▶ _Page extract_:
----

Why We Read ‘Don Quixote’

From The Paris Review:

Quixote_wiley_BLOG2 What does it mean to be “quixotic” today? Are street-corner preachers quixotic? Is Bono? What about film directors who dementedly pursue the unlikely grail of adapting a difficult book for the screen? The word endures because its source endures. Don Quixote de la Mancha is the first modern novel, and two weeks ago I found myself on the Upper East Side, at the Queen Sofía Spanish Institute, tracing the word part of the way toward its origin. In the inevitable absence of Miguel de Cervantes, it was left to the book’s most recent English translator, Edith Grossman, the publisher, Andrew Hoyem, and the artist, William T. Wiley to explain the book’s riverine significance. The Quixote Delta has proved fertile ground for world literature, branching off into numerous tributaries, irrigating any number of national traditions and, finally, trickling down into the work of some of the most singular figures in world literature, from Nabokov to Borges, Fielding to Garcia Marquez.

But doesn’t quixotic threaten to swamp Quixote? Aren’t these words, which get coined in tribute to an author or a book, almost always treacherous? Can all the possibilities and implications of a character, or even—more ambitiously—a life’s work, be contained within the semantic boundaries of just one word? We think of Orwellian as adjectival shorthand for a state apparatus of terror and surveillance, but what if we also took it to mean window-pane clarity of expression or even a marked aversion to the poetry of Stephen Spender? In the same way, Don Quixote is not only a cautionary tale about the perils of idealism: among other things, it is also the first great book about books, a visionary parable about the responsibilities of reading and writing fiction that arrived early on in the age of printing. The river feeds into an ocean.

More here.

Posted by Azra Raza at 06:20 AM | Permalink

Comments

Don Quixote (in Spanish) is the most quoted and least read of all books.
It’s so, because it’s difficult to read.

----

▶ _Entries provided_:
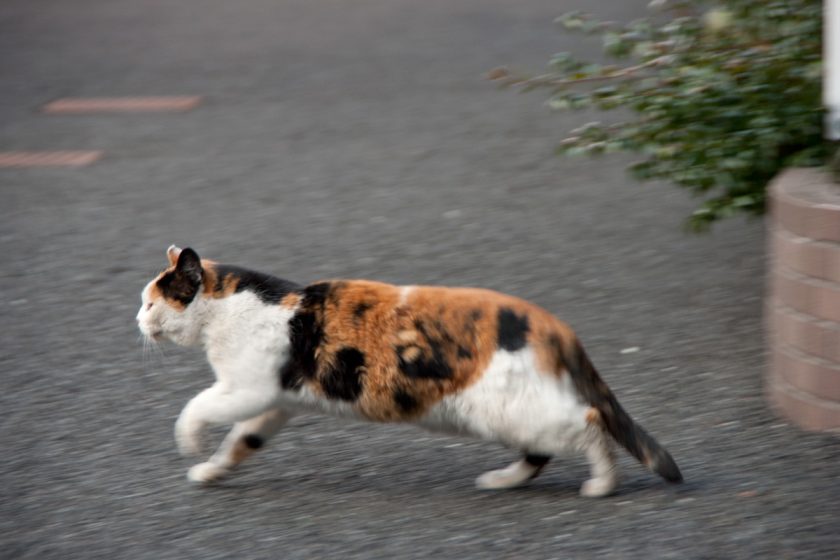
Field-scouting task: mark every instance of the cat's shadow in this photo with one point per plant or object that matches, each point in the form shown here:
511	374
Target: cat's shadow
310	488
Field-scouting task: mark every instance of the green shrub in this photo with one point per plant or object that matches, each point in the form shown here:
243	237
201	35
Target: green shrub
721	95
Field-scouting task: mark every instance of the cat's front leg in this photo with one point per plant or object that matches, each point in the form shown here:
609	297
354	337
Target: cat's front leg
241	442
218	405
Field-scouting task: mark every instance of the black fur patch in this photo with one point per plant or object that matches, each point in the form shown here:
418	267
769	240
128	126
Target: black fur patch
513	329
344	380
405	402
269	289
178	287
428	365
306	335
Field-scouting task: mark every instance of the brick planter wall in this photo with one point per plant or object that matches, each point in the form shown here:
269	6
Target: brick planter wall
803	306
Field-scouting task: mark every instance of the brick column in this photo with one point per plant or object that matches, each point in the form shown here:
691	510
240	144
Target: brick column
803	306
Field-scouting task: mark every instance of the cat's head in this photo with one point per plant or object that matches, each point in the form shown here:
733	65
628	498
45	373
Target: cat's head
171	303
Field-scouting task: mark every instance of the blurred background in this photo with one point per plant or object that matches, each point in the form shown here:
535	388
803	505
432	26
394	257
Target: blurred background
361	139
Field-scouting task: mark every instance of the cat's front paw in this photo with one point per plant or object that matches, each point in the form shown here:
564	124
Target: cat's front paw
188	436
205	473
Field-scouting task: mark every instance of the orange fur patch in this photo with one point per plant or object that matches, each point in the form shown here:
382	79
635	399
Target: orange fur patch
430	343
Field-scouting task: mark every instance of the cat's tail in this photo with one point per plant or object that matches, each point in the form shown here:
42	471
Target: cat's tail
614	418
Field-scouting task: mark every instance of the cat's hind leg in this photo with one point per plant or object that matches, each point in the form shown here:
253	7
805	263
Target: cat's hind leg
515	474
602	467
241	442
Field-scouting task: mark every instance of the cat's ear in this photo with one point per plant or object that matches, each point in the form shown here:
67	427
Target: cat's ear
188	266
172	254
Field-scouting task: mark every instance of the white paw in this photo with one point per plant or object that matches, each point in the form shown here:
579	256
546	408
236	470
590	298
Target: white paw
188	437
598	487
516	474
206	472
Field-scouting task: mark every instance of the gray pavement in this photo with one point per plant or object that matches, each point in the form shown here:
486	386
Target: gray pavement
358	139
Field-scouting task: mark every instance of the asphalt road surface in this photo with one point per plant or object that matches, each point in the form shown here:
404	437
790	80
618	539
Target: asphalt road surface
359	139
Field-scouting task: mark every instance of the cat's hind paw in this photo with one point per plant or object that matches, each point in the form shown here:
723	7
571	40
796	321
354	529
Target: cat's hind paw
598	487
512	476
205	473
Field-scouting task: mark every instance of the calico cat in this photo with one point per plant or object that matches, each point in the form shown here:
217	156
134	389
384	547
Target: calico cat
458	360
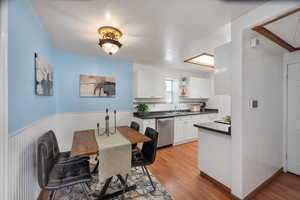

----

▶ _Set of tasks_:
**A)** In the Don Quixote piece, reproduce word for word the part that opens with the words containing "Posted by Azra" and closes with "difficult to read.".
**B)** Answer these questions from the Don Quixote piece:
(i) At what institute did the writer find themselves two weeks earlier?
(ii) Who is named as the book's most recent English translator?
(iii) At what time was the item posted?

▶ _Per-task outputs_:
**A)**
Posted by Azra Raza at 06:20 AM | Permalink

Comments

Don Quixote (in Spanish) is the most quoted and least read of all books.
It’s so, because it’s difficult to read.

**B)**
(i) The Queen Sofía Spanish Institute, on the Upper East Side.
(ii) Edith Grossman.
(iii) 06:20 AM.